___ RECORDS FOR THIS EXERCISE
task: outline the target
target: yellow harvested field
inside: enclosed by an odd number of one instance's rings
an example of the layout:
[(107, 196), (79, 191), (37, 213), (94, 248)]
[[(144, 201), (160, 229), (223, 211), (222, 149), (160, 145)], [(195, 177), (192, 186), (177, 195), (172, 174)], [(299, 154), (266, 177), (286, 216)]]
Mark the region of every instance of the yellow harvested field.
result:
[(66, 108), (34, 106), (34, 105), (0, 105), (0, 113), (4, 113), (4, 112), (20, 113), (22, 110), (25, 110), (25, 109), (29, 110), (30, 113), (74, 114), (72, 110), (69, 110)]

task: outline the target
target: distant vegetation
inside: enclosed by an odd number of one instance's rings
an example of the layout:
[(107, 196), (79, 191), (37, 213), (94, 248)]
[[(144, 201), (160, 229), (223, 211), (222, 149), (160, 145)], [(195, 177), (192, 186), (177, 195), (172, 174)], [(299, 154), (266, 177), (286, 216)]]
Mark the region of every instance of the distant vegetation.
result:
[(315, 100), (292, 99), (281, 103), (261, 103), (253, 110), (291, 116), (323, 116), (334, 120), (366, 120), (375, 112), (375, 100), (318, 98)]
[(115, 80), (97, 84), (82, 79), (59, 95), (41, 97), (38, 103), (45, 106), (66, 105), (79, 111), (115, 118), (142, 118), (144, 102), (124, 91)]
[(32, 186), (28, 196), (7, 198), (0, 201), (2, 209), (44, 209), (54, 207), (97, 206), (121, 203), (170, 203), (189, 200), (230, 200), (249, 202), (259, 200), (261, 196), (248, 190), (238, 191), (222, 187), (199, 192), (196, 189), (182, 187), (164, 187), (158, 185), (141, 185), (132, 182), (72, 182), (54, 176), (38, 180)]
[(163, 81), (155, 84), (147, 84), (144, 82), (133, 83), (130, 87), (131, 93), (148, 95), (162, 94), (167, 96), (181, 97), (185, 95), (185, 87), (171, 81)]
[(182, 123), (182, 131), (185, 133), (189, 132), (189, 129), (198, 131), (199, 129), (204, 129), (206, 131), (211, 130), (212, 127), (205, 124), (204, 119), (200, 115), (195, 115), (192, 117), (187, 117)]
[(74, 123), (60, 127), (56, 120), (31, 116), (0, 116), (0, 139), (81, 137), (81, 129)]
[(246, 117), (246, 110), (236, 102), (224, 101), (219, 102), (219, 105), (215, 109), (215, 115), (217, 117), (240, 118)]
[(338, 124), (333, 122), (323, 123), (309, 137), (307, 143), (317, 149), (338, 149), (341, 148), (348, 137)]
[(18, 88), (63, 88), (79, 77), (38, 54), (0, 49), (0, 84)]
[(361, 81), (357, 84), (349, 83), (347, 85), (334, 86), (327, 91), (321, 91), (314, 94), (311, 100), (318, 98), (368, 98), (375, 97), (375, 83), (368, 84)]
______
EXERCISE DETAILS:
Reproduce all of the data above verbatim, line for line, with no changes.

SOLUTION TO THE EXERCISE:
task: outline the target
target: yellow harvested field
inside: enclosed by an odd number of one instance's rings
an example of the layout:
[(107, 196), (79, 191), (37, 213), (94, 248)]
[[(144, 201), (160, 229), (223, 211), (222, 149), (160, 145)], [(195, 177), (192, 186), (177, 195), (172, 174)], [(299, 154), (266, 177), (286, 216)]]
Mark the region of every instance of the yellow harvested field.
result:
[(66, 108), (34, 106), (34, 105), (0, 105), (0, 113), (4, 113), (4, 112), (20, 113), (22, 110), (25, 110), (25, 109), (29, 110), (30, 113), (74, 114), (72, 110), (69, 110)]

task: outline the target
target: distant vegetation
inside: enclosed by an odd number of one instance's rings
an example of the layout:
[(107, 196), (79, 191), (37, 213), (94, 248)]
[[(144, 201), (160, 229), (223, 211), (222, 149), (160, 145)], [(195, 177), (192, 186), (177, 195), (172, 174)], [(299, 154), (266, 177), (286, 216)]]
Mark the region of every instance of the distant vegetation.
result:
[(315, 100), (292, 99), (281, 103), (261, 103), (253, 110), (291, 116), (323, 116), (334, 120), (366, 120), (375, 112), (375, 100), (318, 98)]
[(115, 80), (97, 84), (82, 79), (59, 95), (41, 97), (38, 103), (45, 106), (66, 105), (79, 111), (115, 118), (142, 118), (144, 102), (124, 91)]
[(32, 186), (28, 196), (7, 198), (0, 201), (2, 209), (44, 209), (54, 207), (97, 206), (121, 203), (170, 203), (189, 200), (230, 200), (249, 202), (259, 200), (261, 196), (248, 190), (238, 191), (222, 187), (199, 192), (196, 189), (182, 187), (164, 187), (158, 185), (141, 185), (132, 182), (72, 182), (54, 176), (38, 180)]
[(163, 81), (155, 84), (147, 84), (144, 82), (133, 83), (130, 87), (131, 93), (148, 95), (162, 94), (167, 96), (181, 97), (185, 95), (185, 87), (171, 81)]
[(182, 123), (182, 131), (185, 133), (189, 132), (189, 129), (198, 131), (199, 129), (204, 129), (206, 131), (211, 130), (212, 127), (205, 124), (204, 119), (200, 115), (195, 115), (192, 117), (187, 117)]
[(74, 123), (60, 127), (56, 120), (31, 116), (0, 116), (0, 139), (81, 137), (81, 129)]
[(246, 117), (246, 110), (236, 102), (224, 101), (219, 102), (219, 105), (215, 109), (215, 115), (217, 117), (240, 118)]
[(338, 124), (333, 122), (323, 123), (309, 137), (307, 143), (317, 149), (338, 149), (341, 148), (348, 137)]
[(18, 88), (63, 88), (79, 77), (38, 54), (0, 49), (0, 84)]
[(361, 81), (357, 84), (349, 83), (347, 85), (334, 86), (327, 91), (321, 91), (314, 94), (311, 100), (318, 98), (368, 98), (375, 97), (375, 83), (368, 84)]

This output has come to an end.